Stored dataset items:

______________________________

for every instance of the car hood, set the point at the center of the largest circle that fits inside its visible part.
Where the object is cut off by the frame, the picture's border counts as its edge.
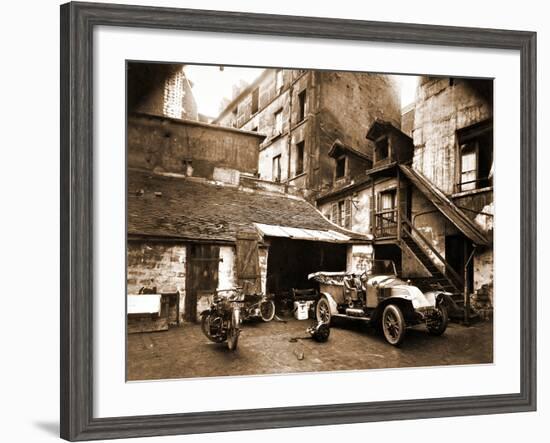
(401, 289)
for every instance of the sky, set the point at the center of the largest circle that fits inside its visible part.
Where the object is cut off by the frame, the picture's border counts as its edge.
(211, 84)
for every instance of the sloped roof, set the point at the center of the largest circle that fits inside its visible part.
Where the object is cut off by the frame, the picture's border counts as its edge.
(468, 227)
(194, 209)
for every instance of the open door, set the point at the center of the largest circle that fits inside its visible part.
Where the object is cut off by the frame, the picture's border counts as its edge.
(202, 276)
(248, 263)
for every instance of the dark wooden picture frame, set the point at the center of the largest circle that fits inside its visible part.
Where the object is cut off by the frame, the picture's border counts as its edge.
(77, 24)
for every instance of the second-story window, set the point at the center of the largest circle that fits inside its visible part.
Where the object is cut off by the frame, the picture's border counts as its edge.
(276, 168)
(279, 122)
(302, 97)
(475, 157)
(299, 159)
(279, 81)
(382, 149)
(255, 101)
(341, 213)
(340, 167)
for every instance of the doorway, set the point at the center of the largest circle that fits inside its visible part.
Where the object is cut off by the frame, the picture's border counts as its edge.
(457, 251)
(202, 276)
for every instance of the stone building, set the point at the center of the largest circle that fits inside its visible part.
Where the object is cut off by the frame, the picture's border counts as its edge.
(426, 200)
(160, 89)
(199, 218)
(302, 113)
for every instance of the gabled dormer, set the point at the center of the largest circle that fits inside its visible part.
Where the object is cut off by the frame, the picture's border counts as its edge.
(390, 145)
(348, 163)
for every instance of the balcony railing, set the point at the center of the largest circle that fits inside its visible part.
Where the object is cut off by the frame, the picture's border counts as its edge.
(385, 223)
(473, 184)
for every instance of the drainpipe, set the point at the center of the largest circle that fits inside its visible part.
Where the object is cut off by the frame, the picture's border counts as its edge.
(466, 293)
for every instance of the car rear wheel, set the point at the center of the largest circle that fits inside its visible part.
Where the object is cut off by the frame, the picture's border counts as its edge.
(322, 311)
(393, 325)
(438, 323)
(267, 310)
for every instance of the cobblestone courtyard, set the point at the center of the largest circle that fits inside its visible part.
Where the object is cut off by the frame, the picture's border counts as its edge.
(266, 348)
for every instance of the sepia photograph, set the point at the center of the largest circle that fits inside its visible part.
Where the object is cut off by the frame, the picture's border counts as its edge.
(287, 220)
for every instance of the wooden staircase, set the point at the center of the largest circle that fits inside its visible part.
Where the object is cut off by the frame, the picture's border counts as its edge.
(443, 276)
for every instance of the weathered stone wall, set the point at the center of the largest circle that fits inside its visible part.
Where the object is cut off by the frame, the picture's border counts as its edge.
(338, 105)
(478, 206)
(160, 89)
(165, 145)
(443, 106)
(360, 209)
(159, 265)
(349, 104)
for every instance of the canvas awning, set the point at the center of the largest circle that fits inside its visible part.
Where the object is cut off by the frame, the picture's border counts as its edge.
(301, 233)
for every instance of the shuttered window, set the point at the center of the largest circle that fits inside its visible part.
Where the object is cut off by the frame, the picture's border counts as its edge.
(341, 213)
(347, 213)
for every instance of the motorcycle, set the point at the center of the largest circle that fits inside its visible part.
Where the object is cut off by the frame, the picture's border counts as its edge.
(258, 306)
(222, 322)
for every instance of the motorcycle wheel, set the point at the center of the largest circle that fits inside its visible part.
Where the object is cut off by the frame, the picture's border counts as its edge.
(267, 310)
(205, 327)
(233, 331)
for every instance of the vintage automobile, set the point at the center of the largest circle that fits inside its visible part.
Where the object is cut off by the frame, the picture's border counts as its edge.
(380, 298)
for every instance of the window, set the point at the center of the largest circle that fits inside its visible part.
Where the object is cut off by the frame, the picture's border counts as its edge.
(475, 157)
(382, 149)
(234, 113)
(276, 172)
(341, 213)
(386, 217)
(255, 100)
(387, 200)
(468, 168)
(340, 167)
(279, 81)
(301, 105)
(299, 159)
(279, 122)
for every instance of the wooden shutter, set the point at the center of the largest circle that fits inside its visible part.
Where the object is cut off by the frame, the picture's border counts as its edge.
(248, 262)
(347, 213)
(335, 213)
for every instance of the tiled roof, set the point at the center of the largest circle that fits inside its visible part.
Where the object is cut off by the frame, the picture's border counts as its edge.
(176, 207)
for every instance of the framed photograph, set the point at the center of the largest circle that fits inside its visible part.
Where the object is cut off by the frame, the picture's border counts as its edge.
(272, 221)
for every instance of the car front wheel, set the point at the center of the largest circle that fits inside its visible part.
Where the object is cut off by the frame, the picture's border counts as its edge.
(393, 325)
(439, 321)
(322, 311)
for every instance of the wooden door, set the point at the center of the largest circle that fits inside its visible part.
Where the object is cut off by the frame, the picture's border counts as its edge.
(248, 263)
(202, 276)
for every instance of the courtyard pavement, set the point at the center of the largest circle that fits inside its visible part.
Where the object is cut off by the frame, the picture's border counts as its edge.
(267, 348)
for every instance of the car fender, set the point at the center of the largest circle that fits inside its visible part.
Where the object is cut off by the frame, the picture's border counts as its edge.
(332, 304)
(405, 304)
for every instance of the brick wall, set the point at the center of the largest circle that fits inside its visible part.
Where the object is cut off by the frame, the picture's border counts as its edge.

______________________________

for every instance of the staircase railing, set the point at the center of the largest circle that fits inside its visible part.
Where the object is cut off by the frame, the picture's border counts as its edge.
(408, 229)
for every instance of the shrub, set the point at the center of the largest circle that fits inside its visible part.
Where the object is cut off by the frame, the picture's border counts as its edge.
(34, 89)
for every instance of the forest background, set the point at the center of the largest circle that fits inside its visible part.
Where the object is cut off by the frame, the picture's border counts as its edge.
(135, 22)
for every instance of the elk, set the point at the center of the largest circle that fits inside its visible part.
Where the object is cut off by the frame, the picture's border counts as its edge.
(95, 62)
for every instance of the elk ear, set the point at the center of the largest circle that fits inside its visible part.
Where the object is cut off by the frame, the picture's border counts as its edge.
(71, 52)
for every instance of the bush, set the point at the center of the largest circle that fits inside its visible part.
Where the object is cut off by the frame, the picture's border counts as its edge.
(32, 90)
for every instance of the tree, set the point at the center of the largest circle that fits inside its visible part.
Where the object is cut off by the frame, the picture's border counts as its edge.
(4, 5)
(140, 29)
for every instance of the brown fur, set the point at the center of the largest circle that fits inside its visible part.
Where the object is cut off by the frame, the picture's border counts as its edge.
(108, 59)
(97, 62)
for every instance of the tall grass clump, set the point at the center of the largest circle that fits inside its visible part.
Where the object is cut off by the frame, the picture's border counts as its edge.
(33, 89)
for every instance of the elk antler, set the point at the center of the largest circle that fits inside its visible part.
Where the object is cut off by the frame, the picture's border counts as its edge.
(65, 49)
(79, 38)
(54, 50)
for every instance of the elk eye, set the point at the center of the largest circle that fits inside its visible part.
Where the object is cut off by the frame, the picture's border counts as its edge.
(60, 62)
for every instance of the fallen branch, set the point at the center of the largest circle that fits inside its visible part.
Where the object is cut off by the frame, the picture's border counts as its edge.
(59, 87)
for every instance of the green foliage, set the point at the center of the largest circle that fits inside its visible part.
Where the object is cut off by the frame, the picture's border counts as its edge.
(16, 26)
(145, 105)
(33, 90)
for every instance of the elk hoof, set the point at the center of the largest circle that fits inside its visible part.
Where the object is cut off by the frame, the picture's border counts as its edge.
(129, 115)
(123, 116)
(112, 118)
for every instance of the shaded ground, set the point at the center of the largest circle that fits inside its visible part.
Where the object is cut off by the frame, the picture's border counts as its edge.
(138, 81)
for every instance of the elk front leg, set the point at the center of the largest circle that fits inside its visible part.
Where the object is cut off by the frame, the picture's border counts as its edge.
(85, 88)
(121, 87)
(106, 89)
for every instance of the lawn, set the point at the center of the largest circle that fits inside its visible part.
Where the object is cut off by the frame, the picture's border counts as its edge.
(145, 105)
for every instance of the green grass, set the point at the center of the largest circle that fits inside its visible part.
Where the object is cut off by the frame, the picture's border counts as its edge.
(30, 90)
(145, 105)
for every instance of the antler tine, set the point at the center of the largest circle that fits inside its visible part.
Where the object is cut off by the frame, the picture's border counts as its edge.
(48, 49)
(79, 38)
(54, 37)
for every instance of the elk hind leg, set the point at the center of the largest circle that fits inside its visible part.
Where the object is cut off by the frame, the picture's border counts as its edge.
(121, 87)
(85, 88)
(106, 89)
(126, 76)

______________________________

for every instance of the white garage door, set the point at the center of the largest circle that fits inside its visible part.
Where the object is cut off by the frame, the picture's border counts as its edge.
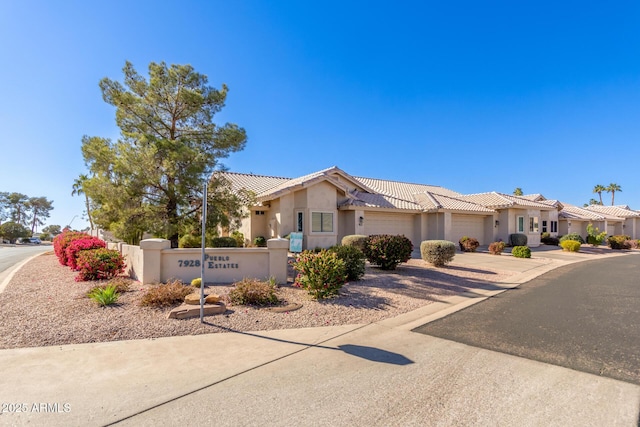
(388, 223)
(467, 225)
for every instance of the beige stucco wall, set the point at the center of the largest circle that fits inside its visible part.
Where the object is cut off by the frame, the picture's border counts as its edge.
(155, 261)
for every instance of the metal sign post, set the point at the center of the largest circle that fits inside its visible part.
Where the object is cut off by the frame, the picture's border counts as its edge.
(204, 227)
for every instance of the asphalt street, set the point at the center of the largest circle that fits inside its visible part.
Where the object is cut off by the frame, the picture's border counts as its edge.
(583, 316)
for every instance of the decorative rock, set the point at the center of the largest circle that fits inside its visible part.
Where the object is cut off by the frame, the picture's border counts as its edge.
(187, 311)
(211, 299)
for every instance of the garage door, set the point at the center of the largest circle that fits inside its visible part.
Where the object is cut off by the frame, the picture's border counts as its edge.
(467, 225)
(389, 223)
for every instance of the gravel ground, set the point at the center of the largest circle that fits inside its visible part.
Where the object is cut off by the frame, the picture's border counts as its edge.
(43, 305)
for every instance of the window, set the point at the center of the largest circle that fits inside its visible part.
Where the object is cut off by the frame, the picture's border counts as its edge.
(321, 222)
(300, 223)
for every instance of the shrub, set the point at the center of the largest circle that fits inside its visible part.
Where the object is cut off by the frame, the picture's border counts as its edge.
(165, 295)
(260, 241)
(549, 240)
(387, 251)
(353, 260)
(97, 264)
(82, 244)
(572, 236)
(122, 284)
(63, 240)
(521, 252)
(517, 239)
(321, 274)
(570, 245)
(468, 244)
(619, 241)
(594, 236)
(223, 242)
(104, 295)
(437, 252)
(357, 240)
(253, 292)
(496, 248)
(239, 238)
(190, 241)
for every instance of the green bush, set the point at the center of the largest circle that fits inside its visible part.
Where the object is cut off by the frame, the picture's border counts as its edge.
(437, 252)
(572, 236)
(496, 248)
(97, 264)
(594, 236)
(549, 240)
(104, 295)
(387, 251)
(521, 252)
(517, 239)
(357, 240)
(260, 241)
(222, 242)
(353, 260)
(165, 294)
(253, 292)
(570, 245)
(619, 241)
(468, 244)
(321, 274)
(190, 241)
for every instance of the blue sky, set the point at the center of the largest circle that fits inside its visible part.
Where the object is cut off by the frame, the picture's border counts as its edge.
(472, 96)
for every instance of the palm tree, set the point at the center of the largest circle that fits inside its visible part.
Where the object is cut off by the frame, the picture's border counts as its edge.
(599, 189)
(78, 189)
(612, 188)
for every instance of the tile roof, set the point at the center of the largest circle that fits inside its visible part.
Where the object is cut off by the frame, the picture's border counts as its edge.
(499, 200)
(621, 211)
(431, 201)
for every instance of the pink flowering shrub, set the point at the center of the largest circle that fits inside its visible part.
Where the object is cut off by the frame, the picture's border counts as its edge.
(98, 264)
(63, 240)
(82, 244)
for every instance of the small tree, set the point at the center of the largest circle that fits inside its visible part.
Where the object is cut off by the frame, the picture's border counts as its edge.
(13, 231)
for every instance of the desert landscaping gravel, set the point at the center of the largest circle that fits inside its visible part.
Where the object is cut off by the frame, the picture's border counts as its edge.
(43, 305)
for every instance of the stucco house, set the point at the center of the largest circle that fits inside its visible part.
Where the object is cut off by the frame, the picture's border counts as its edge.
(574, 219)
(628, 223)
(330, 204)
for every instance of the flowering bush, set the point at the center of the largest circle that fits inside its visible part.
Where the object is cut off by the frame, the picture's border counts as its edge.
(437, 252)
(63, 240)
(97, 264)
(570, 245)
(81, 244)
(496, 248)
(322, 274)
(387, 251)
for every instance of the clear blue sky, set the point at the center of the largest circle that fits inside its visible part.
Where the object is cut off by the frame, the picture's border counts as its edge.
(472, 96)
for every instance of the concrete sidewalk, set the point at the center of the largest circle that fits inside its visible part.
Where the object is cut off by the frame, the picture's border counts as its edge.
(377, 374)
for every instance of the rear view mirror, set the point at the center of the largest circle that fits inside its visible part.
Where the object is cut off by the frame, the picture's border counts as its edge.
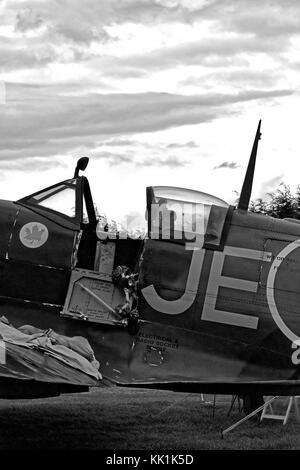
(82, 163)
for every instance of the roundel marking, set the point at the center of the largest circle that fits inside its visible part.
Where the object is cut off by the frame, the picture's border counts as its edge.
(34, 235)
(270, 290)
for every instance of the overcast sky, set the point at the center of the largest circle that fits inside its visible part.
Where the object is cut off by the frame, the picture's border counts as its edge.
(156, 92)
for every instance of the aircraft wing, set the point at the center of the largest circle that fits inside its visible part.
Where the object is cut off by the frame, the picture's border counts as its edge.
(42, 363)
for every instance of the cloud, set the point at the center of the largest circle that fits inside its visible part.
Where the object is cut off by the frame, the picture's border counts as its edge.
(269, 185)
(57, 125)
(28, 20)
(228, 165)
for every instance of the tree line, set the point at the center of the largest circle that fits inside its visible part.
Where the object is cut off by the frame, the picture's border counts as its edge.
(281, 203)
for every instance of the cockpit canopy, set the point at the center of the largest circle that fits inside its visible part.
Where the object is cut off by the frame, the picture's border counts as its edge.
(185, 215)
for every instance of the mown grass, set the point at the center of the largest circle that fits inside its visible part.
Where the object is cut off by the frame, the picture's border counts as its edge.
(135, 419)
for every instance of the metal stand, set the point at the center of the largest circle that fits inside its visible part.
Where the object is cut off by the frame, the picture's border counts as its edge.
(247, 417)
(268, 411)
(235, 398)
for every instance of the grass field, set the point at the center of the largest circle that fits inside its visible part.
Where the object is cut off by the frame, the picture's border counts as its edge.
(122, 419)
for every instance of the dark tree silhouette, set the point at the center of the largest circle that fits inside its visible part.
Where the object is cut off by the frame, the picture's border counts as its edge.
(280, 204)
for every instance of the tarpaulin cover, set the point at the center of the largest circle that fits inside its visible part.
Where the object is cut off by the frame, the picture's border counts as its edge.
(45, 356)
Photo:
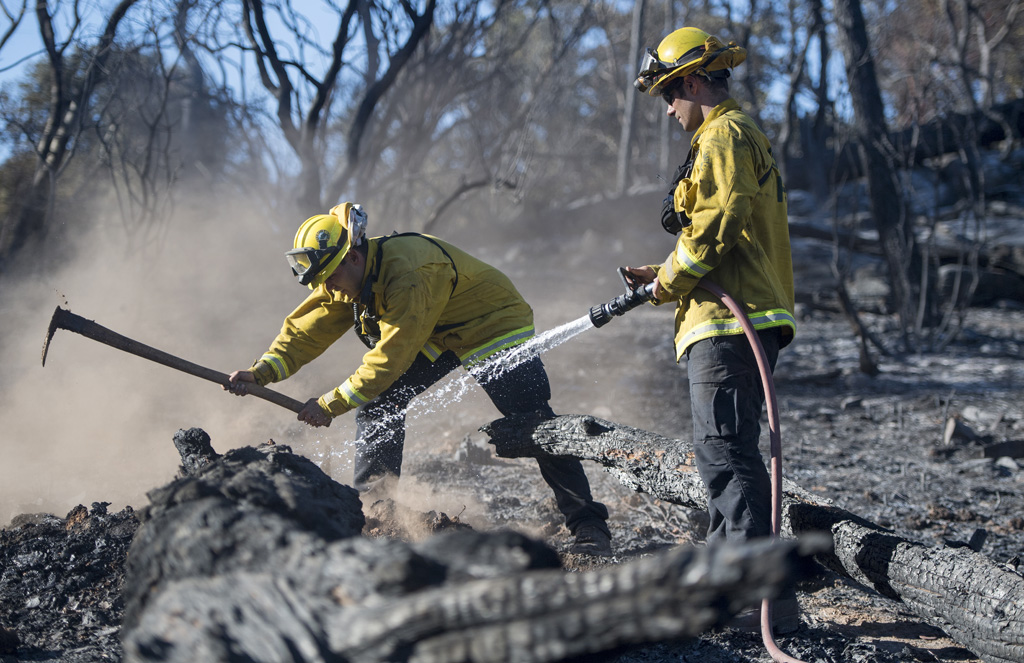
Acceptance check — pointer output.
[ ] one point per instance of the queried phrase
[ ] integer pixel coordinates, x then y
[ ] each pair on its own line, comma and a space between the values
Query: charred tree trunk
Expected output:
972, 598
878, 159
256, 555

______________________________

Task goal: Once a line of the records is found to contain "wheel", copy it out.

Result:
for every instance of the car rear wheel, set the point at the center of the largest circle that fits inside its visible part.
for every instance of the motorcycle wheel, set the point at the center of the largest circle that fits inside its visible part.
for every instance of the car front wheel, set the point at the center of the largest circle that fits inside its visible part.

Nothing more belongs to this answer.